--- WORK TASK ---
Without dropping or altering a single word, give the listing again.

-------

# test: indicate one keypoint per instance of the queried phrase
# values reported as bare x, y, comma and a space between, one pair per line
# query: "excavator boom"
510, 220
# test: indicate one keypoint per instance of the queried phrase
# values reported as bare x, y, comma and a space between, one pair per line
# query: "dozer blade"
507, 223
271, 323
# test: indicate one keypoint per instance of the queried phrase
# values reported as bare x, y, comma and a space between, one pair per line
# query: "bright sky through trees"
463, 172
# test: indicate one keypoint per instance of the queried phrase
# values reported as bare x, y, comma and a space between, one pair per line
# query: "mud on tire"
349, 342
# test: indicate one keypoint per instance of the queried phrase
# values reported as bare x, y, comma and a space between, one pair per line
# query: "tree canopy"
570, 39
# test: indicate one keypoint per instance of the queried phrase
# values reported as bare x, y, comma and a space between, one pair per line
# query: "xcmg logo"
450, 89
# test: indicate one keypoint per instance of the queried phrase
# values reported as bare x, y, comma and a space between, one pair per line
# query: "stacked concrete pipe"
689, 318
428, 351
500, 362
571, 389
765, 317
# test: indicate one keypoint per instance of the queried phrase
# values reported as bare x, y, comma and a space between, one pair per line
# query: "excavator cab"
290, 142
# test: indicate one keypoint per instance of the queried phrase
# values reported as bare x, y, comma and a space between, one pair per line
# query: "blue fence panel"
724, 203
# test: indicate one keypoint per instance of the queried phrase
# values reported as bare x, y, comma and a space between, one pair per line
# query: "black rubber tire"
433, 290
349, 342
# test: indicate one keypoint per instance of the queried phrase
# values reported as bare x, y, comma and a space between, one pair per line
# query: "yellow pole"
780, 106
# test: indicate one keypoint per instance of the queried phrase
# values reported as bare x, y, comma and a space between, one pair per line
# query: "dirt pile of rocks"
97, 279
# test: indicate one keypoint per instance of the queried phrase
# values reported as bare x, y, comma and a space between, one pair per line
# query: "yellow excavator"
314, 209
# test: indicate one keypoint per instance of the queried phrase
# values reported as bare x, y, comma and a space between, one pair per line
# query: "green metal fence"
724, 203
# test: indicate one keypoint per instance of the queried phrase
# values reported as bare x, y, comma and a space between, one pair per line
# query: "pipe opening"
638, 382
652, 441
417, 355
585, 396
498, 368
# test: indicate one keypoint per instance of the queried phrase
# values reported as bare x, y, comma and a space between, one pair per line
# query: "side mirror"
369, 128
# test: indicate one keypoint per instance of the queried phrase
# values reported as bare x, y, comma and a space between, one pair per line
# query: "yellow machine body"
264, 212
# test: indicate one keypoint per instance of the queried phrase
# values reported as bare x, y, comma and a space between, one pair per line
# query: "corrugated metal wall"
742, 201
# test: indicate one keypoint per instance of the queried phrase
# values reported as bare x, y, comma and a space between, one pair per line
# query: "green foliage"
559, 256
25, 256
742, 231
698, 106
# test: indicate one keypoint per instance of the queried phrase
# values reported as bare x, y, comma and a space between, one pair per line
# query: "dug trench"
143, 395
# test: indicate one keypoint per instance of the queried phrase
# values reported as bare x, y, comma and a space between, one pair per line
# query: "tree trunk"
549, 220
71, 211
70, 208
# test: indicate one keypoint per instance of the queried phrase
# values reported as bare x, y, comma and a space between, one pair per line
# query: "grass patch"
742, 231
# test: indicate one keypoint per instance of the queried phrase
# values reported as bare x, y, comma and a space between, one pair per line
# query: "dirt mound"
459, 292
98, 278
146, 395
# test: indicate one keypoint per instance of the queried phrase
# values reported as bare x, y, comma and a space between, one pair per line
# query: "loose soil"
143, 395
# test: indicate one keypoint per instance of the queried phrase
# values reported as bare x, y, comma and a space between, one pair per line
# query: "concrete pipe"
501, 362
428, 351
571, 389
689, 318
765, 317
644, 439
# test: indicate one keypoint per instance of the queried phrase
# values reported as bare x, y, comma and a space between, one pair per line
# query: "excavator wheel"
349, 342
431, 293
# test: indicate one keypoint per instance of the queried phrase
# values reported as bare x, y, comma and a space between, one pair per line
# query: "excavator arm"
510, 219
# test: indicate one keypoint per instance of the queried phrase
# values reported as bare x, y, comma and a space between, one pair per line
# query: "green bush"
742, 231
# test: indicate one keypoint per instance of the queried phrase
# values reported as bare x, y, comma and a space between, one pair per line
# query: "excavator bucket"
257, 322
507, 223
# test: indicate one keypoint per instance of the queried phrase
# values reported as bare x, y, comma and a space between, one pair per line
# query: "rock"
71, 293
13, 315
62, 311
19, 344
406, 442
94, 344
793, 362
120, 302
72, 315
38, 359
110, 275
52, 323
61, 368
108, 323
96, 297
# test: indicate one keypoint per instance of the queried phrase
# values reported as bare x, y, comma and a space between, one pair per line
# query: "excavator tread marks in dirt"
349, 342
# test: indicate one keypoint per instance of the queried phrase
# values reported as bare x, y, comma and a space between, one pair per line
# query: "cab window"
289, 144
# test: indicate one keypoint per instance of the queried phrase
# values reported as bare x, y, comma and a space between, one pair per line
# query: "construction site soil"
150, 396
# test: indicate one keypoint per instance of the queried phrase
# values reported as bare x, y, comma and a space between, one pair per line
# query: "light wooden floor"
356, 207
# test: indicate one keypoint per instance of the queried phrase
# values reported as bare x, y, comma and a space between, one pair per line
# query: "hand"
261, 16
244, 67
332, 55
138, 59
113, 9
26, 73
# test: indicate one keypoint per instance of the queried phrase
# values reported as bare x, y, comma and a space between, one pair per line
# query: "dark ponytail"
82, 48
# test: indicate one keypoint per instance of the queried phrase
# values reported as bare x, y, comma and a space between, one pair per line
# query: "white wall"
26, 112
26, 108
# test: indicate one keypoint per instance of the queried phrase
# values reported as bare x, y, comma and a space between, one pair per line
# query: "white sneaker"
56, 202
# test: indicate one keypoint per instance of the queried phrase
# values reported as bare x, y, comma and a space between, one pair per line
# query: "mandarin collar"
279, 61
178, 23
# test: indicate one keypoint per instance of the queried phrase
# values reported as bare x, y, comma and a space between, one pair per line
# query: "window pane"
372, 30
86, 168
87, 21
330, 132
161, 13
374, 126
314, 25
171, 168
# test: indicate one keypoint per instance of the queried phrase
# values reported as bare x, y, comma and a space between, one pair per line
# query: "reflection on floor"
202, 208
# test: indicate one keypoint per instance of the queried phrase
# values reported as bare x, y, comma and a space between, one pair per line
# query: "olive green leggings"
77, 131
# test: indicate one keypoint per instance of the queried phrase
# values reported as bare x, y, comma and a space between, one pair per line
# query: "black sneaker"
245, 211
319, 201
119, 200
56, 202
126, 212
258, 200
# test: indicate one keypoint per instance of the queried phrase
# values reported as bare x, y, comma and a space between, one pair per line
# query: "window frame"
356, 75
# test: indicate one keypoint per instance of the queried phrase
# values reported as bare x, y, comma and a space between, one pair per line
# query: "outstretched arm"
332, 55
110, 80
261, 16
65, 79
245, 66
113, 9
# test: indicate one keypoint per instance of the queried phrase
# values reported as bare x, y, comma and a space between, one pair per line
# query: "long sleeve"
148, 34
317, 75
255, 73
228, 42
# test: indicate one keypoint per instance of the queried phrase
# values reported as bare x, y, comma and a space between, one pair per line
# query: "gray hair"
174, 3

-------

--- RESPONSE TO THIS TASK ---
# test: indicate one keypoint per instance of the queried phrase
# values reported as bare x, y, comma and a space between, one pair per line
# query: "excavator boom"
510, 220
# test: indicate one keypoint per instance of the queried phrase
# values reported as bare x, y, comma and a space between, one pair per line
# query: "dozer blade"
507, 223
271, 323
# test: indicate one keypoint per instance of the queried phrase
# values reported as bare x, y, comma and a space between, one pair per line
# query: "bright sky through trees"
463, 172
# test: indicate one keypoint per instance of the queried phrase
# values reported as bare x, y, comma and a space between, one pair per line
# query: "mud on tire"
349, 342
# test: indicate one keypoint per instance of the queried phrase
# values reported as bare x, y, comma and a space between, one pair per line
# query: "tree canopy"
570, 39
# test: indicate one keypoint per instance of the queried phrase
# values reported as bare x, y, comma and a space between, one pair per line
# query: "xcmg logo"
450, 89
# test: indicate one keypoint per instance of the queried phrase
# values reported as bare x, y, comma and a space between, one pair per line
# query: "stacked concrete pipe"
689, 318
428, 351
500, 362
571, 389
765, 317
# test: indicate one keypoint per instance of the queried phrase
# values reported as bare x, y, comma and a space between, one pair per line
# query: "excavator cab"
290, 142
# test: indicate one keypoint per instance of the queried phrase
# values reported as bare x, y, comma and a space between, one pair per line
# query: "blue fence panel"
724, 203
# test: indicate one keypoint per instance of the queried phrase
# values reported as bare x, y, comma and a space between, one pair per line
# query: "black rubber tire"
433, 290
349, 342
# test: indicate one keypoint per instance of the queried phrase
# values reported as bare x, y, comma and a space between, one pair per line
# query: "yellow pole"
780, 106
# test: indicate one keypoint per instance of the queried phrase
# values reported as bare x, y, comma and a space between, one pair per line
# query: "dirt pile of rocks"
97, 279
# test: indicate one keypoint per instance of the queried phrase
# values reported as bare x, y, comma and a space between, one pair per line
# query: "yellow excavator"
314, 209
# test: indicate one keypoint per instance of the queried phrase
# values reported as bare x, y, comma and a space between, one pair per line
# query: "green metal fence"
724, 203
# test: indicate one keypoint per instance of the queried phrase
# values reported as bare x, y, comma and a space between, one pair per line
# query: "pipe opening"
638, 382
652, 441
417, 355
585, 396
498, 368
# test: indicate one keypoint per instance of the queried phrase
# values reported as bare x, y, comma and a space between, one pair per line
# query: "side mirror"
369, 128
# test: indicate one keypoint per instance of the queried phrase
# values reported as bare x, y, comma and a space between, one pair per line
# query: "yellow machine body"
264, 212
# test: indicate one keypoint per instance of the queried phrase
# values reported as bare x, y, comma and a space between, one pair per line
# query: "corrugated metal wall"
742, 201
# test: indicate one keypoint per instance of the queried phrase
# values reported as bare x, y, comma and a space between, one pair per line
# query: "green foliage"
559, 256
25, 256
742, 231
698, 106
# test: indicate one keypoint per instance of the queried phrase
# values reported as bare x, y, comma and a space between, one pair per line
# query: "dug trench"
143, 395
# test: indicate one keypoint per instance of the queried phrase
# values reported as bare x, y, comma and a space between, one pair per line
# query: "tree trunk"
549, 220
71, 211
70, 208
# test: indicate one keypoint per instance of the queried phrase
# values reported as bare x, y, comma and a space between, one pair per line
# query: "grass patch"
742, 231
# test: indicate one keypoint per instance of the queried phrase
# values reported as bare x, y, comma and a space between, one pair per line
# query: "dirt mound"
459, 292
98, 278
146, 395
# test: indicate one keypoint per instance of the queried phrase
# values reported as bare x, y, comma and a space between, one pair per line
# query: "loose soil"
143, 395
# test: indicate one keypoint per instance of the queried phrase
# values reported as bare x, y, comma and a space between, one pair per line
# query: "concrete pipe"
501, 362
428, 351
571, 389
689, 318
765, 317
644, 439
# test: indicate one keypoint per instance of the queried phrase
# values reported as bare x, y, comma and a space between, one pair per line
# query: "excavator wheel"
349, 342
431, 293
# test: indicate one keypoint per instance of the queried phrase
# values reported as bare x, y, comma and a space between, one pair per line
# query: "excavator arm"
510, 219
# test: indicate one keypoint per instance of the queried phrase
# values reported as bare x, y, comma and a space between, one pair per line
# query: "green bush"
742, 231
# test: indicate one keypoint per instance of the queried phrase
# values reported as bare x, y, comma and a space between, one pair per line
# query: "excavator bucket"
257, 322
507, 223
# test: indicate one keypoint per instance of the queried phrase
# values reported as bare x, y, comma and a space between, one pair per line
# query: "rock"
71, 293
13, 315
62, 311
19, 344
406, 442
94, 344
793, 362
120, 302
72, 315
38, 359
110, 275
52, 323
61, 368
108, 323
96, 297
# test: indicate one keypoint per instance of the queried phrase
# values reported as bare x, y, comma and a space between, one pair per line
# query: "excavator tread marks in dirt"
349, 342
# test: indicate one keypoint per instance of the queried phrase
# values reported as bare x, y, comma and a space between, one pair per line
# query: "cab window"
289, 144
# test: indicate one keypoint per instance of the queried phrase
# values reported as bare x, y, comma and a space between, one pair per line
# query: "construction site soil"
150, 396
# test: indicate one keypoint per instance of the queried phrase
# values reported as bare x, y, comma and a space between, one pair per line
# query: "light wooden floor"
356, 207
# test: indicate one keypoint per instance of the queried phrase
# values reported as bare x, y, comma and a space between, one pair per line
# query: "hand"
261, 16
244, 67
332, 55
138, 59
113, 9
26, 73
# test: indicate one keypoint per instance of the queried phrase
# values reported as bare x, y, comma and a space between, one pair per line
# query: "dark ponytail"
82, 48
# test: indicate one keypoint per instance of the queried phrase
# values reported as bare x, y, comma and a space between, one pair per line
# query: "white wall"
26, 112
26, 108
# test: indicate one keypoint per instance of the queried phrase
# values reported as bare x, y, comma and a space between, one pair per line
# query: "white sneaker"
56, 202
# test: indicate one keypoint per instance of the queried phrase
# values reported as bare x, y, comma and a space between, one pair per line
# query: "mandarin collar"
279, 61
178, 23
# test: indicate one keypoint per instance of the queried phrase
# values reported as bare x, y, comma and a space between, one pair per line
# query: "window pane"
372, 30
86, 168
87, 21
330, 132
161, 13
374, 126
314, 25
171, 168
# test: indicate one keypoint per instance of the queried phrase
# values reported as bare x, y, comma and a space between, one pair per line
# query: "reflection on floor"
202, 208
# test: indicate one keypoint per instance of the queried phrase
# values reported as bare x, y, comma and a space between, one pair per line
# query: "olive green leggings"
77, 131
# test: indicate one keypoint per instance of the queried phrase
# values reported as bare x, y, comma and a space between, one pair per line
# query: "black sneaker"
245, 211
319, 201
119, 200
56, 202
126, 212
258, 200
# test: indicate one keypoint per instance of the queried phrase
# values reported as bare x, y, comma and a space between, one pair per line
# query: "window frame"
356, 75
# test: indicate one keypoint per instance of the queried phrase
# values reported as bare x, y, comma and a space between, one pair per line
# query: "outstretched arm"
332, 55
110, 80
261, 16
65, 79
245, 66
113, 9
# test: indicate one keypoint per instance of the queried phrase
# values reported as bare x, y, comma and a space between, one pair per line
# query: "long sleeve"
148, 34
317, 75
255, 73
228, 42
# test: indicate one keypoint per instance of the queried phrase
# values reported as bare x, y, comma and a space between, one pair per line
# query: "gray hair"
174, 3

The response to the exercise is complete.